> PROBLEM TO WORK ON
Reproduce only this part of the listing: the line with "Place one point per instance of the chocolate chip, the", plus every line after it through the last.

↓↓↓

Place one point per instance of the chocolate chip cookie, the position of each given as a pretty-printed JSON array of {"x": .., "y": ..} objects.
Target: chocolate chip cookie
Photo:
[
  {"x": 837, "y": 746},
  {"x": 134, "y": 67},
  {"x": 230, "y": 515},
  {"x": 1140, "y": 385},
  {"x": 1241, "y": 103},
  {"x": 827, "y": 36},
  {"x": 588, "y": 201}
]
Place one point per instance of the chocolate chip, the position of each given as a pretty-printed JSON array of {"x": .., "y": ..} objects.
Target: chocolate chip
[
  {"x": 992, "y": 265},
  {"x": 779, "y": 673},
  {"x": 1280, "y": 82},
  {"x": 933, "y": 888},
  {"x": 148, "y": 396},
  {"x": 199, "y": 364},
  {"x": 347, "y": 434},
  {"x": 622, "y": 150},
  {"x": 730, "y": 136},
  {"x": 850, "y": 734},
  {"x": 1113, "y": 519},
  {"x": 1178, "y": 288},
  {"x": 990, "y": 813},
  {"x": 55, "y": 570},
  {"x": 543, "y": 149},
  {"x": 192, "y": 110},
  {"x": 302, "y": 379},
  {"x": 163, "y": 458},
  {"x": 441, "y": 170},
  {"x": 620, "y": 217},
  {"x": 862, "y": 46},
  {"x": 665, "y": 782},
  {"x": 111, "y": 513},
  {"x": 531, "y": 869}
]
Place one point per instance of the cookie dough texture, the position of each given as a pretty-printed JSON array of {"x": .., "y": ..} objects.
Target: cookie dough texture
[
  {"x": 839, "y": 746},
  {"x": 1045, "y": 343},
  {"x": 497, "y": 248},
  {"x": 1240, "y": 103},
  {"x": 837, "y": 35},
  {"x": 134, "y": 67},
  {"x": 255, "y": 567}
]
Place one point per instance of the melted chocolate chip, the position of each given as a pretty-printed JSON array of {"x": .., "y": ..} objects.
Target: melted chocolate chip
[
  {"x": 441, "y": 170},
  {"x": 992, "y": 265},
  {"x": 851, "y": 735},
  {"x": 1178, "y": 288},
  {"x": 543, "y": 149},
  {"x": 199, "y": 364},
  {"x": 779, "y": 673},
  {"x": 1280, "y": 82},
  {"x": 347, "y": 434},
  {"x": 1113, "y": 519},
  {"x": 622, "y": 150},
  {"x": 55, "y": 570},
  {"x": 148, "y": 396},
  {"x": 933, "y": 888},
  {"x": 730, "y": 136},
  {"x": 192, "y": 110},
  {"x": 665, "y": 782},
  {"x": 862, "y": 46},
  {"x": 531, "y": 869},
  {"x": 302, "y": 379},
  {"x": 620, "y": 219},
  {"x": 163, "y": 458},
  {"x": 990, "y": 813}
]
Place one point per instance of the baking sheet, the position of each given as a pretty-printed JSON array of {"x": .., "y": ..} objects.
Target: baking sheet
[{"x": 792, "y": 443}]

↑↑↑

> EXERCISE RESULT
Place one point per instance of the chocolate chip, the position of each given as a pretty-printed JSON array of {"x": .., "y": ..} objects.
Target: chocolate chip
[
  {"x": 992, "y": 265},
  {"x": 779, "y": 673},
  {"x": 1280, "y": 82},
  {"x": 933, "y": 888},
  {"x": 148, "y": 396},
  {"x": 199, "y": 364},
  {"x": 347, "y": 434},
  {"x": 622, "y": 150},
  {"x": 730, "y": 136},
  {"x": 850, "y": 734},
  {"x": 1113, "y": 519},
  {"x": 1178, "y": 288},
  {"x": 990, "y": 813},
  {"x": 55, "y": 570},
  {"x": 543, "y": 149},
  {"x": 192, "y": 110},
  {"x": 302, "y": 379},
  {"x": 163, "y": 458},
  {"x": 441, "y": 170},
  {"x": 620, "y": 217},
  {"x": 862, "y": 46},
  {"x": 665, "y": 782},
  {"x": 111, "y": 513},
  {"x": 531, "y": 869}
]
Place one point per instance of the cookie dough texture, the position of each given as a pretty-printed JSON array of {"x": .., "y": ..} objects.
Target: cookie dough texture
[
  {"x": 839, "y": 746},
  {"x": 1045, "y": 343},
  {"x": 497, "y": 248},
  {"x": 1240, "y": 103},
  {"x": 837, "y": 35},
  {"x": 134, "y": 67},
  {"x": 255, "y": 567}
]
Place one point per instance of the melted chocolate chip, the position of each given as a pretty-printed JSON array of {"x": .., "y": ..} objects.
Target: melted chocolate chip
[
  {"x": 441, "y": 170},
  {"x": 992, "y": 265},
  {"x": 851, "y": 735},
  {"x": 1178, "y": 288},
  {"x": 543, "y": 149},
  {"x": 199, "y": 364},
  {"x": 779, "y": 673},
  {"x": 1280, "y": 82},
  {"x": 347, "y": 434},
  {"x": 1113, "y": 519},
  {"x": 622, "y": 150},
  {"x": 55, "y": 570},
  {"x": 148, "y": 396},
  {"x": 933, "y": 888},
  {"x": 730, "y": 136},
  {"x": 192, "y": 110},
  {"x": 665, "y": 782},
  {"x": 862, "y": 46},
  {"x": 531, "y": 869},
  {"x": 302, "y": 379},
  {"x": 620, "y": 219},
  {"x": 163, "y": 458},
  {"x": 990, "y": 813}
]
Place one point per instance of the baking sheet, the position of each given as a pretty-printed JSON array of {"x": .., "y": ..} objects.
Target: baking sheet
[{"x": 792, "y": 443}]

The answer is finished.